* Begin Supplied passage *
Auditing Requirements
Hand-in-hand with compliance regulations is the requirement to validate your configuration. Any
change process that incorporates manual steps can introduce error into the result due to data
entry errors, missed steps, or incorrect documentation. Because of this, a regular and out-of-band
auditing activity needs to occur on your network. Depending on the features associated with your
NMS, that activity can either be highly manual or highly automated.
With highly manual activities, additional error is introduced as the administrator reviews the logs
and configurations and completes the true-up between the documented and the actual
configuration. Additionally, the cost in actual dollars and administrator time to complete the
activity can be prohibitive or even prevent it from actually occurring.
With a highly automated activity, the process of comparing the actual and archived
configurations can be done with very little effort by the administrator. Thus, what may have
normally been an annual activity can be configured to run daily or hourly. This enhances the
networks security profile and ensures that inappropriate or unapproved changes are immediately
identified and adjudicated.
53
Chapter 3
Personnel Turnover
In terms of loss associated with inadequate security, it is well known that the people inside the
company are the biggest risk. Personnel turnover, especially in cases of a terminated employee,
have the chance of interrupting network operations should that employee leave behind backdoors
into the network or cause damage prior to departure.
* End Supplied passage *
* Begin Recorded data *
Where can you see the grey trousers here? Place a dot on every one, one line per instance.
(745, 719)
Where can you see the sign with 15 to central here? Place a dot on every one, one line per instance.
* End Recorded data *
## [To do]
Reproduce the passage on network auditing between "Auditing Requirements" and "from actually occurring.", inclusive. The lines that come after the passage are unrelated material.

## [Task result]
Auditing Requirements
Hand-in-hand with compliance regulations is the requirement to validate your configuration. Any
change process that incorporates manual steps can introduce error into the result due to data
entry errors, missed steps, or incorrect documentation. Because of this, a regular and out-of-band
auditing activity needs to occur on your network. Depending on the features associated with your
NMS, that activity can either be highly manual or highly automated.
With highly manual activities, additional error is introduced as the administrator reviews the logs
and configurations and completes the true-up between the documented and the actual
configuration. Additionally, the cost in actual dollars and administrator time to complete the
activity can be prohibitive or even prevent it from actually occurring.